** start EXERCISE DATA **

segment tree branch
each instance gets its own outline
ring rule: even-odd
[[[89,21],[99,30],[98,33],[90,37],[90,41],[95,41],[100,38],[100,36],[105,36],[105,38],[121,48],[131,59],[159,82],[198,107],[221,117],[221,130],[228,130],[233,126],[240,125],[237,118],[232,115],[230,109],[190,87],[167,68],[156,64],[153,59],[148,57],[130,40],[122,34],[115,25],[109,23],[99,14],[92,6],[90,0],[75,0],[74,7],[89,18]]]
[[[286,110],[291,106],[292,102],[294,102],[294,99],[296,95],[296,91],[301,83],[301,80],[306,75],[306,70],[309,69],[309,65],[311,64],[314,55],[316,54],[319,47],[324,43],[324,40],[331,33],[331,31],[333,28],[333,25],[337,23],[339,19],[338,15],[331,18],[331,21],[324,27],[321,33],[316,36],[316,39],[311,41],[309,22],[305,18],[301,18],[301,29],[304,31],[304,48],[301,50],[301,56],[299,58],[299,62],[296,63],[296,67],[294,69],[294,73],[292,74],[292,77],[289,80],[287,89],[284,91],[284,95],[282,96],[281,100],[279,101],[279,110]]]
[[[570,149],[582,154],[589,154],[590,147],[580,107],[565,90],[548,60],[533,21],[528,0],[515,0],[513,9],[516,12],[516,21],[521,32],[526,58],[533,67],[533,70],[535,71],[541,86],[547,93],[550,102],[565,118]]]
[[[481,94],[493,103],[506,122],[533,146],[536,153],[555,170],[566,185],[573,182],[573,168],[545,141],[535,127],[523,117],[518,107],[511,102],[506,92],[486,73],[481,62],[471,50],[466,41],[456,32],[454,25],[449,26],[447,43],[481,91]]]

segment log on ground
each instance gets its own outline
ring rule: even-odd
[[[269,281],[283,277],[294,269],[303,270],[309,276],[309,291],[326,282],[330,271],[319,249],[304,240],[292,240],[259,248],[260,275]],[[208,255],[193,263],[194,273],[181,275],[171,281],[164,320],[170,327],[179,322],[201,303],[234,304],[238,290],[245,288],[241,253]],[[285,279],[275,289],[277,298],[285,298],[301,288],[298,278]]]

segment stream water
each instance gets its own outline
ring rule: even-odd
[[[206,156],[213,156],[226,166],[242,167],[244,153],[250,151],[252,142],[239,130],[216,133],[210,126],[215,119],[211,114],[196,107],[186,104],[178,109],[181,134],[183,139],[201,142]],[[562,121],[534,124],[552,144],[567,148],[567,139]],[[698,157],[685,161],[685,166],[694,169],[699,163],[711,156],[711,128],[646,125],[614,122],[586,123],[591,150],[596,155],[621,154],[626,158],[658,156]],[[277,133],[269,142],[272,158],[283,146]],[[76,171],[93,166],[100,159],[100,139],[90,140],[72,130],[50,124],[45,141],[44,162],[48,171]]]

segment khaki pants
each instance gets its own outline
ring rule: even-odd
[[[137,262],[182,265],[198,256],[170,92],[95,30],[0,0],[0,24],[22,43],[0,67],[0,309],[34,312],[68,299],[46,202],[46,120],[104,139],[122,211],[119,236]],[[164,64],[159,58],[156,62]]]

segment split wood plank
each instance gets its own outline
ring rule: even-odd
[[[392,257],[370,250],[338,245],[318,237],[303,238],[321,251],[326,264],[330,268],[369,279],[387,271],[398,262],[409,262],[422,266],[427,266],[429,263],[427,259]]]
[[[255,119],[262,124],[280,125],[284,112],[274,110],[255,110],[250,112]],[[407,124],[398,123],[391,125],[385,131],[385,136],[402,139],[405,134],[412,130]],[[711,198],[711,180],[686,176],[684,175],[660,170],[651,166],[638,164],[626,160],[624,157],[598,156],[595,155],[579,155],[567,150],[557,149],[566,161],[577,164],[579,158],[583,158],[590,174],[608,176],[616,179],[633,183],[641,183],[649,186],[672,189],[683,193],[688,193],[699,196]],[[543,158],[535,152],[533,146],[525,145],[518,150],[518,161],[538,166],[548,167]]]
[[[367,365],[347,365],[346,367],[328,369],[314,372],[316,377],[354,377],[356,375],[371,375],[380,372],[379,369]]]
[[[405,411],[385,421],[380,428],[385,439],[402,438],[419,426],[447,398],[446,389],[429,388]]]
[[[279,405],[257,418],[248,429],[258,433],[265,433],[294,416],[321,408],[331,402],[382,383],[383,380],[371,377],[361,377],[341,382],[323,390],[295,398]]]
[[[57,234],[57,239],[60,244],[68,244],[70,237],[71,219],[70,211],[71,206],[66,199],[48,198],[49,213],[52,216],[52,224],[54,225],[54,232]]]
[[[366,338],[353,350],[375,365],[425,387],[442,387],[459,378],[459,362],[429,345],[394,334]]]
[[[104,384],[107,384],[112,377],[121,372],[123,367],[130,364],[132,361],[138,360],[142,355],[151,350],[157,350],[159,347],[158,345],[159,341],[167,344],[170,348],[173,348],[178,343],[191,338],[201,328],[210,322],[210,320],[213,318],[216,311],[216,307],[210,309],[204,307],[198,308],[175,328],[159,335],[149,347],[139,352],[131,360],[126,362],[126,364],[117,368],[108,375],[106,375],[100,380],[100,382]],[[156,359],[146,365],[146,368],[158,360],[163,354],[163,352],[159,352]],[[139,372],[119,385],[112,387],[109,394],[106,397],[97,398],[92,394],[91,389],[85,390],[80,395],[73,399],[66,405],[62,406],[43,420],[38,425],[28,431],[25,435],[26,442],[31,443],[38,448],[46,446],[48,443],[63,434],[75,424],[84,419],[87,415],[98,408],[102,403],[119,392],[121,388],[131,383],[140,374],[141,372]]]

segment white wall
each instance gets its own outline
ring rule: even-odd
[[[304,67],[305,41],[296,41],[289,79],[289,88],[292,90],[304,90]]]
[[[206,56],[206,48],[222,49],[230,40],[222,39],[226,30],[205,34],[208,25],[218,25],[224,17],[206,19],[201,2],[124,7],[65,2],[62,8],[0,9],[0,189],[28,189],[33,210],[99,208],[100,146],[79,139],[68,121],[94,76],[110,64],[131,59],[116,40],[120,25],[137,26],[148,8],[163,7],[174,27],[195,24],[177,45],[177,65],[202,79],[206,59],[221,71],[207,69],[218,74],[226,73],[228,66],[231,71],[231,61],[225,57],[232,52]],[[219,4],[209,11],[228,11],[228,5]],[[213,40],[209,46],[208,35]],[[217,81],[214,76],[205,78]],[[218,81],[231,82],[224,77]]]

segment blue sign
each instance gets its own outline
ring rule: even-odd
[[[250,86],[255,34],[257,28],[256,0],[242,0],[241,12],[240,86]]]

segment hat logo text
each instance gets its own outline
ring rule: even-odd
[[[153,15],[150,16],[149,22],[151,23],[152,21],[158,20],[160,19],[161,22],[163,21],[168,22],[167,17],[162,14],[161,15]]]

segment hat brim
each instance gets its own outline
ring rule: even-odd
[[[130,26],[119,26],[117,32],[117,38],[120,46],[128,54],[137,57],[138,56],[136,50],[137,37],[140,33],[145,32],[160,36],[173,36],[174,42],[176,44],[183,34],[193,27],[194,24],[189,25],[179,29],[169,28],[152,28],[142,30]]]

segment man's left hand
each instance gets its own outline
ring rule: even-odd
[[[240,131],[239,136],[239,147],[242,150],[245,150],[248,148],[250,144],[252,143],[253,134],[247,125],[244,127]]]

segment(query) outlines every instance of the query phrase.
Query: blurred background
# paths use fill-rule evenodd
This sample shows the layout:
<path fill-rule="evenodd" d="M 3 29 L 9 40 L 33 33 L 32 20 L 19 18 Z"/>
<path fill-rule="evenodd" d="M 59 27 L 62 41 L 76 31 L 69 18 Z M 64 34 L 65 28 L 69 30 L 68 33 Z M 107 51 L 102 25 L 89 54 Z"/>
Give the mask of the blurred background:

** end EXERCISE DATA **

[TO DO] Quote, without any change, each line from the one that contains "segment man's left hand" through the end of the material.

[COMPLETE RESPONSE]
segment man's left hand
each instance gets its own outline
ring rule: even-odd
[[[240,131],[239,136],[239,147],[242,150],[245,150],[248,148],[250,144],[252,143],[253,134],[247,125],[244,127]]]

segment(query) outlines every instance of the query phrase.
Query: blurred background
# paths use fill-rule evenodd
This sample shows the layout:
<path fill-rule="evenodd" d="M 3 29 L 9 40 L 33 33 L 32 20 L 19 18 Z"/>
<path fill-rule="evenodd" d="M 59 27 L 62 41 L 76 31 L 69 18 Z M 64 34 L 65 28 L 69 30 L 68 33 Z M 107 51 L 102 25 L 89 54 Z"/>
Give the mask of the blurred background:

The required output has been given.